▶ Exercise details
In the supplied text about The Good Life House, what reason does the writer give for saying that people from large families are increasingly rare?

▶ Supplied text
┄┄┄┄┄┄┄┄┄┄

A memorable yet unassuming façade and material palette from MRTN Architects belies very considered, thoughtful architecture designed for a family of five.

Those from a large family will surely agree, a family home needs spaces for individuals to be alone just as importantly as it needs spaces that allow everyone to come together. We’re a certain kind of alumni – just as middle children or only children are often thought to be – and although we’re increasingly rare in a country with a declining fertility rate (an average fertility rate of 1.8), there are still a few of us around.

For Mark and Kate, parents to three young children, space to be apart and space to be together were of equal importance in their brief for The Good Life House by MRTN Architects. Located in Fairfield, Melbourne, six kilometres from the CBD, they had owned the site for a few years and before embarking on a new build they did contemplate other options. Mark had grown up frequently visiting his relatives’ farm and was attracted to the rural lifestyle. They’d also considered purchasing an Alistair Knox house for sale in Eltham, 20 kilometres from the CBD.

 

The Good Life House appears simultaneously contemporary in form and yet respectful to the existing architecture of the street.

┄┄┄┄┄┄┄┄┄┄

▶ Position identification records
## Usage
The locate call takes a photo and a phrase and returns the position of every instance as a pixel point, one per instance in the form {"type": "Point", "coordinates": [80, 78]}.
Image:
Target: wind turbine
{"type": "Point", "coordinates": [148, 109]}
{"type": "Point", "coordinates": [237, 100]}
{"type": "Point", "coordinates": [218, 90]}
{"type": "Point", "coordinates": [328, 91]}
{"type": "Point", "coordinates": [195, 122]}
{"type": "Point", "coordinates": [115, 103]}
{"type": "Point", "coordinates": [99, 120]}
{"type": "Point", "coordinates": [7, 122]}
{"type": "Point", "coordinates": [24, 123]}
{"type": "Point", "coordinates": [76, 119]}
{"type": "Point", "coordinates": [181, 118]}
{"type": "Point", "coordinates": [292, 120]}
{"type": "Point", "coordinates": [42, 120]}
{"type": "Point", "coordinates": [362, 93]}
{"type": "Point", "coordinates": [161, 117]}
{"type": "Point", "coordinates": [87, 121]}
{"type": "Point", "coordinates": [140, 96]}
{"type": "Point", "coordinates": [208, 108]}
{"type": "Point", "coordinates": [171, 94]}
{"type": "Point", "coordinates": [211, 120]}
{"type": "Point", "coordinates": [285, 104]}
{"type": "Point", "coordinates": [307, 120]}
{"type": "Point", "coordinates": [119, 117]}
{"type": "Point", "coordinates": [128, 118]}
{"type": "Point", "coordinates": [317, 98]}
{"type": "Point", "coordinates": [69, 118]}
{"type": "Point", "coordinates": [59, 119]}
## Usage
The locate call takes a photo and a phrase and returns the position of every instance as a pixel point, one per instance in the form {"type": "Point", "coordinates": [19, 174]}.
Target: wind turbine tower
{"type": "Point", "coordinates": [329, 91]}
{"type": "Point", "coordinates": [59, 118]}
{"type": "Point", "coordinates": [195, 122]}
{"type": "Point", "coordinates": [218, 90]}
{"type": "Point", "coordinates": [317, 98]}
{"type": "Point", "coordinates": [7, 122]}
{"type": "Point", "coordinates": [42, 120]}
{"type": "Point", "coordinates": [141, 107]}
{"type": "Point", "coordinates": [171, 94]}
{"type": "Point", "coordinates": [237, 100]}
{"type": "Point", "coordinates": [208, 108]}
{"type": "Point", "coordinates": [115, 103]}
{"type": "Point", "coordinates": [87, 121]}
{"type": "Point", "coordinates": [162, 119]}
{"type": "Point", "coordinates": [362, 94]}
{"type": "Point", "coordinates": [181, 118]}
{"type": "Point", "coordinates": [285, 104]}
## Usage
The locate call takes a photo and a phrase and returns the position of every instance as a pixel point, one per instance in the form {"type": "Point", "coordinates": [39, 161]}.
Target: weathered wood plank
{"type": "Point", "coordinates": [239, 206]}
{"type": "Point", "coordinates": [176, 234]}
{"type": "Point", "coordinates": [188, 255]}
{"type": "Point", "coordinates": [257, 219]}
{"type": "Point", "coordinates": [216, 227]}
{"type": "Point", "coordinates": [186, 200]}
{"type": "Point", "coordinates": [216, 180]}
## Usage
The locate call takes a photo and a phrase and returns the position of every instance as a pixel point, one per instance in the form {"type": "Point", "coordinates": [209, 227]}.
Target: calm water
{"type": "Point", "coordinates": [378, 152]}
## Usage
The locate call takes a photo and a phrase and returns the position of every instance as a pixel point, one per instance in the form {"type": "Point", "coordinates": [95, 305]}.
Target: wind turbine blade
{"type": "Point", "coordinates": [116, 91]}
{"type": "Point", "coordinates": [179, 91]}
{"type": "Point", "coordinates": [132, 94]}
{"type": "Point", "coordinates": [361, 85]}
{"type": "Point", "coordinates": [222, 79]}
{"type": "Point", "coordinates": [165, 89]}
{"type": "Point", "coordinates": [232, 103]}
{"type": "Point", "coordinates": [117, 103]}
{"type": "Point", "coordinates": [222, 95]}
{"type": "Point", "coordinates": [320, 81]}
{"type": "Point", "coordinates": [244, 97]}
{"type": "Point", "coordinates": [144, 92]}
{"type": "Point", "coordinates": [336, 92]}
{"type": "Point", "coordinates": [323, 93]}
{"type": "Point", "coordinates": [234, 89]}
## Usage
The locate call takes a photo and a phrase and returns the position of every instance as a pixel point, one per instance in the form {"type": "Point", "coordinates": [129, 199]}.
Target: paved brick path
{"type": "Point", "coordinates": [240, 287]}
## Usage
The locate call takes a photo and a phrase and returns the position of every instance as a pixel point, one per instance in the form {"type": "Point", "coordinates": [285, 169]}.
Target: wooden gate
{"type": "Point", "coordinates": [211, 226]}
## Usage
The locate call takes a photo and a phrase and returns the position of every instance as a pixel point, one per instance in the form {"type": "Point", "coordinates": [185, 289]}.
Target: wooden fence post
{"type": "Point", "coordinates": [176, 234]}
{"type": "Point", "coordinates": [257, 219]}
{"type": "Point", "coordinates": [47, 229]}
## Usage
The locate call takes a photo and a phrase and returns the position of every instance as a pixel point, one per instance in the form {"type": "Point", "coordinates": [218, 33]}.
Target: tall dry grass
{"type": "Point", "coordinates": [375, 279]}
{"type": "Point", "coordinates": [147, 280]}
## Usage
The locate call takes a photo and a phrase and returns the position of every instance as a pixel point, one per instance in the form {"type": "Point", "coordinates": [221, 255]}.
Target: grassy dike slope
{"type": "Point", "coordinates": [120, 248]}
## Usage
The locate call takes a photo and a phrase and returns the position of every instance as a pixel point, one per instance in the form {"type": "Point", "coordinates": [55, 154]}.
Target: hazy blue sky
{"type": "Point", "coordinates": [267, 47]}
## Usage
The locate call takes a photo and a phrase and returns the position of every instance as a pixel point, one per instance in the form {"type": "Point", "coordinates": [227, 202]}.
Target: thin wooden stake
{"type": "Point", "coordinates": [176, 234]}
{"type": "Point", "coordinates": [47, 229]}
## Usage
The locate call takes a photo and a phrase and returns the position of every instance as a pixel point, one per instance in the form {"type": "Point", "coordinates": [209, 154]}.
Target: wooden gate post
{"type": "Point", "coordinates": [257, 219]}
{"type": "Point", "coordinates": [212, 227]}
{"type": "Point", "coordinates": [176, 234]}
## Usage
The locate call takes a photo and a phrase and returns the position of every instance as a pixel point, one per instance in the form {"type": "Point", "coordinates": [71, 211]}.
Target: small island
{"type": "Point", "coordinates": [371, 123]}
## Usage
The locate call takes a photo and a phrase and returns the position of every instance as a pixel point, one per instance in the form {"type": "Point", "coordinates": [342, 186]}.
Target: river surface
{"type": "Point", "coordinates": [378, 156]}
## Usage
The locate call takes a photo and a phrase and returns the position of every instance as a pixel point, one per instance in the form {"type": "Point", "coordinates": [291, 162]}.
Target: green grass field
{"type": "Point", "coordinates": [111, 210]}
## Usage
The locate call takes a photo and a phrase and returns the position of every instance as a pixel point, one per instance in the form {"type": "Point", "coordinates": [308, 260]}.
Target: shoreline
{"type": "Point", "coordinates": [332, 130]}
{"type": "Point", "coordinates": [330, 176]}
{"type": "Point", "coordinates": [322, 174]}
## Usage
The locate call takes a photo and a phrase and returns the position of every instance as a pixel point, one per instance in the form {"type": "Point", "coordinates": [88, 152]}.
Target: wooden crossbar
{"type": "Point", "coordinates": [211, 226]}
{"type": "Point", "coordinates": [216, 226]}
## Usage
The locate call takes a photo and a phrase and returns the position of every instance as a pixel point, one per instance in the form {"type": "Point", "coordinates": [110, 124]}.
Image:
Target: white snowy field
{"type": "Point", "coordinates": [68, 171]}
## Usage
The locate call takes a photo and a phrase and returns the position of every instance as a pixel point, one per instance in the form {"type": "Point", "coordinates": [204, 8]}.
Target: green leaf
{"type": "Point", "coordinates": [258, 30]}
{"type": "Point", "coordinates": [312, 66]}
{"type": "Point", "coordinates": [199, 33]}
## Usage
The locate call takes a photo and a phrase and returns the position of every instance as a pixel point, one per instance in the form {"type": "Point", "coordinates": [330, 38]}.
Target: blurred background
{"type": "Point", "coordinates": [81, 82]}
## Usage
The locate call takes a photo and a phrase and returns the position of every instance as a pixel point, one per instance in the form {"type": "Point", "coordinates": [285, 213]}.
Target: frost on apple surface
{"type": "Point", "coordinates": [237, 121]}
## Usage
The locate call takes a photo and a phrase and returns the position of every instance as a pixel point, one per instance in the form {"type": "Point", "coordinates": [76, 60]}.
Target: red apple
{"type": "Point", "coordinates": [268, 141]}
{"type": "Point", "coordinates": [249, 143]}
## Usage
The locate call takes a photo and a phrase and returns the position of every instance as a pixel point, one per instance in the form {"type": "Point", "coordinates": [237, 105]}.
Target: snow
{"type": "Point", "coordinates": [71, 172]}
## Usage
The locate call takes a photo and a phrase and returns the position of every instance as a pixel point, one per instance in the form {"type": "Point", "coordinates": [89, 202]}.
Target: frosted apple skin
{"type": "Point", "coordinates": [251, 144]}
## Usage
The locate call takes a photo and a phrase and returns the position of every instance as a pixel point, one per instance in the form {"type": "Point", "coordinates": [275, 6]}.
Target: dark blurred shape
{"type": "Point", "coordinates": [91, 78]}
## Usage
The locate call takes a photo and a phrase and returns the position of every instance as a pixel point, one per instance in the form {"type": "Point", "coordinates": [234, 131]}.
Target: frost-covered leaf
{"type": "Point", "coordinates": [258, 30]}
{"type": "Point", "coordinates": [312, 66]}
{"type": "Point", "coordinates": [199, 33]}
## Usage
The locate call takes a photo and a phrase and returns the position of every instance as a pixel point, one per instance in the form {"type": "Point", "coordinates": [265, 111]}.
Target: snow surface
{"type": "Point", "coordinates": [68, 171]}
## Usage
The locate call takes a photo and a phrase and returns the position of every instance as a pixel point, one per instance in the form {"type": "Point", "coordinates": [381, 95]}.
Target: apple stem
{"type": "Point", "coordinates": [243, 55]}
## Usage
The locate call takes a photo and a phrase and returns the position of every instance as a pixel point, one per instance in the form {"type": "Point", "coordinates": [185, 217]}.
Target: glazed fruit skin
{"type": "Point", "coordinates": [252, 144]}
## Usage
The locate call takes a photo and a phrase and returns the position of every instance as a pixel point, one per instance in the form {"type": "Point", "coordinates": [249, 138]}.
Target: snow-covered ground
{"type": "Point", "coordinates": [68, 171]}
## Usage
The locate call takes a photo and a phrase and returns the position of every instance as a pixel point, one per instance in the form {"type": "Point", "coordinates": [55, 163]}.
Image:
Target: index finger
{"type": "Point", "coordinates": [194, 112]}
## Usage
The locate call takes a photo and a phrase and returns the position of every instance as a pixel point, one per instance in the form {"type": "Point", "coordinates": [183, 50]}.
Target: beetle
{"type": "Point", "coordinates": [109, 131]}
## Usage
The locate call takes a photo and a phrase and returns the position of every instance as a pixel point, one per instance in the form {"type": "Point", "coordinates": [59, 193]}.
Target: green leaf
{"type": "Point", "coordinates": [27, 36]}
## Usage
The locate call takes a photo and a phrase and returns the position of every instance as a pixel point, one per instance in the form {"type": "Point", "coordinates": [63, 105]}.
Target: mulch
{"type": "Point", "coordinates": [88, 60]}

┄┄┄┄┄┄┄┄┄┄

▶ Completed task
The writer says they are increasingly rare because the country has a declining fertility rate, with an average of 1.8.